AVAILABLE DATA START

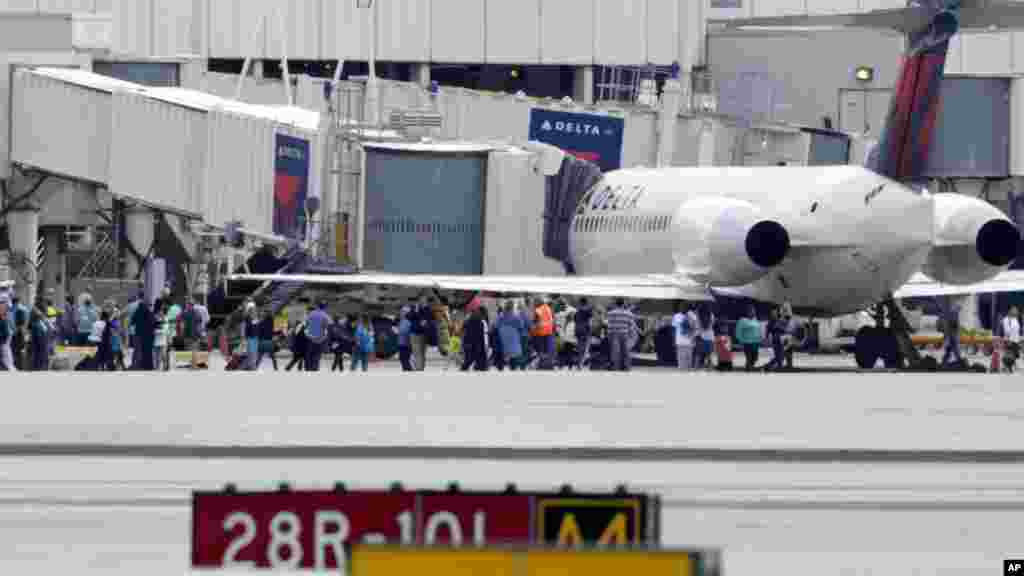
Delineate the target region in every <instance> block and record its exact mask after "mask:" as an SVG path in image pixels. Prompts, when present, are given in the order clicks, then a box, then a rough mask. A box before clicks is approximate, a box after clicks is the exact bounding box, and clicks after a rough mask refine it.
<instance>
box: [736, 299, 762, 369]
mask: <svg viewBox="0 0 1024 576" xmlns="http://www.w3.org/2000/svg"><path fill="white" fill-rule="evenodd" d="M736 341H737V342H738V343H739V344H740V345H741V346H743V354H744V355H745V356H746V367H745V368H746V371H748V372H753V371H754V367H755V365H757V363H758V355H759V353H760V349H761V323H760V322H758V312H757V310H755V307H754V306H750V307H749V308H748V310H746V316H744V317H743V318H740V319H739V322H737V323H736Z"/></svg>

AVAILABLE DATA END
AVAILABLE DATA START

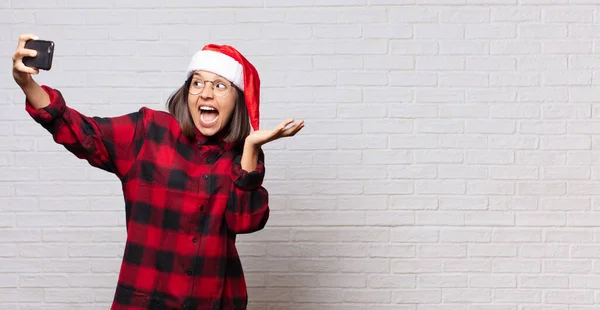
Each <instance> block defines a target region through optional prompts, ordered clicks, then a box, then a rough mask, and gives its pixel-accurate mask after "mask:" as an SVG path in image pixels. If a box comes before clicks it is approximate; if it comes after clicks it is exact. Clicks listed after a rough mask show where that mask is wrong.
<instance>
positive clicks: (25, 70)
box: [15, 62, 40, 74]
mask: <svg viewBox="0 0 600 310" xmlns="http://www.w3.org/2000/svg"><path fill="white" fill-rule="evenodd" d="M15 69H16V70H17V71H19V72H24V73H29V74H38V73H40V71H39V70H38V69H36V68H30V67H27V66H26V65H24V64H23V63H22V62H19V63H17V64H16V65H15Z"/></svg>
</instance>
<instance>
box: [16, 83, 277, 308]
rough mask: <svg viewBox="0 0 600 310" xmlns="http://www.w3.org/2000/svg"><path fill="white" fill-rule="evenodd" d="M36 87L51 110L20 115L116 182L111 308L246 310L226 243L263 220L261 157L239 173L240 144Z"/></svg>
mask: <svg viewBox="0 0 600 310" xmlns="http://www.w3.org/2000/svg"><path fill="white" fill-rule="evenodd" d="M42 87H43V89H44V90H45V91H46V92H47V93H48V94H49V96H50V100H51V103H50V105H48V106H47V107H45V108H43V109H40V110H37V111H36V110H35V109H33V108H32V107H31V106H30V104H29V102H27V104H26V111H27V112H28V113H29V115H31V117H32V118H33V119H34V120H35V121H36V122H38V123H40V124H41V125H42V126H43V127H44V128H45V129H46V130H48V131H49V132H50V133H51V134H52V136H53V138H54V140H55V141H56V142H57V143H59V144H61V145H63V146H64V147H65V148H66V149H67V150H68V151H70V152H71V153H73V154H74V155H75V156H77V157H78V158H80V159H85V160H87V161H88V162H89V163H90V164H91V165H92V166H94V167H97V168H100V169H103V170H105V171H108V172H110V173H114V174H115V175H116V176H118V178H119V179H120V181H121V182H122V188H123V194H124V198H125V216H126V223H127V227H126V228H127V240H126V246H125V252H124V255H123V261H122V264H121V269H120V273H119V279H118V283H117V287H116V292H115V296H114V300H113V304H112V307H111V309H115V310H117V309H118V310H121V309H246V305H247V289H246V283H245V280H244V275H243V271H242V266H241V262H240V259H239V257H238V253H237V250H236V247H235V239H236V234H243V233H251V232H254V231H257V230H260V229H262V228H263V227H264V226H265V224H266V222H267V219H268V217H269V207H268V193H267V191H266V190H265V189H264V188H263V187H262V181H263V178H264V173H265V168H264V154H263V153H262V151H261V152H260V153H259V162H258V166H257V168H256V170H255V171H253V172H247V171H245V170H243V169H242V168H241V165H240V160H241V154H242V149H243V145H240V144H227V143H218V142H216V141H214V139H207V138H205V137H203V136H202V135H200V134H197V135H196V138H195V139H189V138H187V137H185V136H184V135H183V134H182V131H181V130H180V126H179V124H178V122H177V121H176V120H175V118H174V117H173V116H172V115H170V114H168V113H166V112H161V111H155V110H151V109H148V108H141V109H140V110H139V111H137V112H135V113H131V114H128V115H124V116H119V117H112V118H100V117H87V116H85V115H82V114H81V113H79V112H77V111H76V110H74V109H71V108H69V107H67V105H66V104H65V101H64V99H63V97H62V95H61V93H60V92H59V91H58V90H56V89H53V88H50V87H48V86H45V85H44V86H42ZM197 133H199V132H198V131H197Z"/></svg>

AVAILABLE DATA END

(WHAT IS REQUIRED): Can you convert everything from the line containing "Each <instance> block" down to the line containing "box: [15, 62, 40, 74]" into a numbered list, skipping any blank lines?

(TASK RESULT):
1. Each <instance> block defines a target region through optional prompts, ordered clicks, then a box, then a rough mask, and gives its pixel-accurate mask after "mask:" as an SVG path in image pixels. If a box comes before clicks it is approximate; if it comes after clicks it is exact. Clicks listed after a rough mask show where that mask is wrong.
2. <instance>
3. positive clicks: (25, 70)
4. box: [15, 62, 40, 74]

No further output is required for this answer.